TASK INSTRUCTIONS
Copy the records below exactly as they appear.
[[ RAW DATA open ]]
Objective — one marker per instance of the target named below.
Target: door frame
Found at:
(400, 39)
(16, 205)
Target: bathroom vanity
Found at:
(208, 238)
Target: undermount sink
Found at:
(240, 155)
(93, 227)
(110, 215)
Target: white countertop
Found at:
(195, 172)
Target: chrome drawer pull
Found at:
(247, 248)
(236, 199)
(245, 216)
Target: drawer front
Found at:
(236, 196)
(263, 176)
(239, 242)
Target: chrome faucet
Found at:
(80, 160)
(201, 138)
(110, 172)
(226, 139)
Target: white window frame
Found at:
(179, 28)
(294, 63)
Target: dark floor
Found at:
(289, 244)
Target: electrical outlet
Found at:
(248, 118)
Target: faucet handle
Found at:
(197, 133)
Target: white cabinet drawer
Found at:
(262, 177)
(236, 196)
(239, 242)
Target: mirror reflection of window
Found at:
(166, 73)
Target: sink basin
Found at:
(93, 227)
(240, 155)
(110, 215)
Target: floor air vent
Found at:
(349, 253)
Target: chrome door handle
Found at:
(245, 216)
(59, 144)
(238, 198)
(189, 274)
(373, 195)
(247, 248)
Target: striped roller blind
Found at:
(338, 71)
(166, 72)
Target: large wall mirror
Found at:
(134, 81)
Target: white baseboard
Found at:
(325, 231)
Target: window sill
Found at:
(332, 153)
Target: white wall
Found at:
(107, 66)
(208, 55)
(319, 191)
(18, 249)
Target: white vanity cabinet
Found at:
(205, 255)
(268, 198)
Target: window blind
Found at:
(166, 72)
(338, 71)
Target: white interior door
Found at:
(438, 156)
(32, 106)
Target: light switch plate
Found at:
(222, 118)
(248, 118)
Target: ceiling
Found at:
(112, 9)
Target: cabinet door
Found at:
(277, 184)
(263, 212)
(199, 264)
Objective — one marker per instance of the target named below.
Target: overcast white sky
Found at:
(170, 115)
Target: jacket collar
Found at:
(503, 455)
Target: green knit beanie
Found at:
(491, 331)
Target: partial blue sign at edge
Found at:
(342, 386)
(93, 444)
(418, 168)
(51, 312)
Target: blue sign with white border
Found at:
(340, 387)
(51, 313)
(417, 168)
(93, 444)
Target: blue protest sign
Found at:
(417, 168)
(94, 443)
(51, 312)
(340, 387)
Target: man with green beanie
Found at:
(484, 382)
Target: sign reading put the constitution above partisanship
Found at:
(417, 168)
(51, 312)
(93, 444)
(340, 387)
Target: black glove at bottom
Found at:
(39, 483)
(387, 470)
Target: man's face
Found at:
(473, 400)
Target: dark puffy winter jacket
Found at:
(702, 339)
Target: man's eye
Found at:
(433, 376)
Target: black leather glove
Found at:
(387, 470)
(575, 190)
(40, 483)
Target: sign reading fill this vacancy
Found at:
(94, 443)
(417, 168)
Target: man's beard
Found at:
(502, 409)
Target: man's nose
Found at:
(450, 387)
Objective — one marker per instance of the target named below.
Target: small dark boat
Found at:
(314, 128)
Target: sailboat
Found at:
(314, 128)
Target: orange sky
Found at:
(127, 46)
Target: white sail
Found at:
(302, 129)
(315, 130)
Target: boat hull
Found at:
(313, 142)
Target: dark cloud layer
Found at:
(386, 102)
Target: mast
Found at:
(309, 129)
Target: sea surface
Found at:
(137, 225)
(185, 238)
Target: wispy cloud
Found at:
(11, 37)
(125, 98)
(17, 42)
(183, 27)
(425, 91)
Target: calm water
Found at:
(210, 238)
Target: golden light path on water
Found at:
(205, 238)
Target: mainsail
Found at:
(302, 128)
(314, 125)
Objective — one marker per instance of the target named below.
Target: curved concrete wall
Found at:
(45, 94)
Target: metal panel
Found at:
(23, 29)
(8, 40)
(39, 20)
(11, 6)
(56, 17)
[[ RAW DATA closed ]]
RESULT FOR THIS EXERCISE
Objective — one marker per instance of the target named below.
Target: door frame
Found at:
(400, 39)
(16, 205)
Target: bathroom vanity
Found at:
(208, 238)
Target: undermount sink
Found at:
(240, 155)
(93, 227)
(110, 215)
Target: white countertop
Found at:
(195, 172)
Target: chrome drawer pull
Found at:
(247, 248)
(236, 199)
(245, 216)
Target: drawer front
Found at:
(236, 196)
(263, 176)
(239, 242)
Target: chrome faucet
Found at:
(80, 160)
(201, 138)
(110, 172)
(226, 139)
Target: white window frame
Found at:
(179, 28)
(294, 63)
Target: dark floor
Found at:
(289, 244)
Target: electrical outlet
Found at:
(248, 118)
Target: faucet handle
Found at:
(197, 133)
Target: white cabinet drawer
Found at:
(262, 177)
(236, 196)
(239, 242)
Target: mirror reflection of window
Found at:
(166, 73)
Target: sink basin
Found at:
(93, 227)
(240, 155)
(110, 215)
Target: floor air vent
Found at:
(349, 253)
Target: chrome door handle
Found at:
(245, 216)
(59, 144)
(238, 198)
(189, 274)
(373, 195)
(247, 248)
Target: striped roller blind
Found at:
(338, 71)
(166, 72)
Target: large wall mirror
Found at:
(134, 81)
Target: white baseboard
Found at:
(325, 231)
Target: window sill
Found at:
(332, 153)
Target: white wall
Found at:
(107, 66)
(208, 55)
(319, 191)
(18, 249)
Target: white vanity cabinet
Found at:
(205, 255)
(268, 198)
Target: window blind
Found at:
(166, 72)
(338, 71)
Target: white interior door
Found at:
(438, 156)
(32, 106)
Target: light switch plate
Found at:
(222, 118)
(248, 118)
Target: ceiling
Found at:
(112, 9)
Target: cabinet door
Found at:
(277, 184)
(263, 212)
(199, 264)
Objective — one marker per instance of the target named below.
Target: overcast white sky
Found at:
(170, 115)
Target: jacket collar
Found at:
(503, 455)
Target: green knit beanie
Found at:
(491, 331)
Target: partial blue sign at edge
Found at:
(342, 386)
(93, 444)
(418, 168)
(51, 312)
Target: blue sign with white border
Found at:
(340, 387)
(51, 313)
(417, 168)
(93, 444)
Target: blue protest sign
Found at:
(417, 168)
(94, 443)
(51, 312)
(340, 387)
Target: man with green beanie
Found at:
(484, 382)
Target: sign reading put the constitution above partisanship
Found at:
(417, 168)
(51, 312)
(93, 444)
(340, 387)
Target: black glove at bottom
Found at:
(39, 483)
(387, 470)
Target: man's face
Found at:
(473, 400)
Target: dark puffy winter jacket
Found at:
(702, 339)
Target: man's eye
Found at:
(433, 376)
Target: black leather glove
Found at:
(387, 470)
(575, 190)
(40, 483)
Target: sign reading fill this vacancy
Found at:
(94, 443)
(417, 168)
Target: man's beard
Found at:
(502, 409)
Target: man's nose
Found at:
(450, 387)
Objective — one marker per instance of the target named below.
Target: small dark boat
Found at:
(314, 128)
Target: sailboat
Found at:
(314, 128)
Target: orange sky
Found at:
(127, 46)
Target: white sail
Found at:
(302, 129)
(315, 130)
Target: boat hull
Found at:
(313, 142)
Target: dark cloud layer
Found at:
(386, 102)
Target: mast
Found at:
(309, 129)
Target: sea surface
Found at:
(137, 225)
(185, 238)
Target: wispy cloud
Found at:
(11, 37)
(125, 98)
(17, 42)
(183, 27)
(425, 91)
Target: calm water
Found at:
(210, 238)
Target: golden light path on water
Found at:
(205, 238)
Target: mainsail
Found at:
(302, 128)
(314, 125)
Objective — one marker per instance of the target named below.
Target: curved concrete wall
Found at:
(45, 94)
Target: metal panel
Found at:
(23, 29)
(8, 40)
(39, 20)
(11, 6)
(56, 17)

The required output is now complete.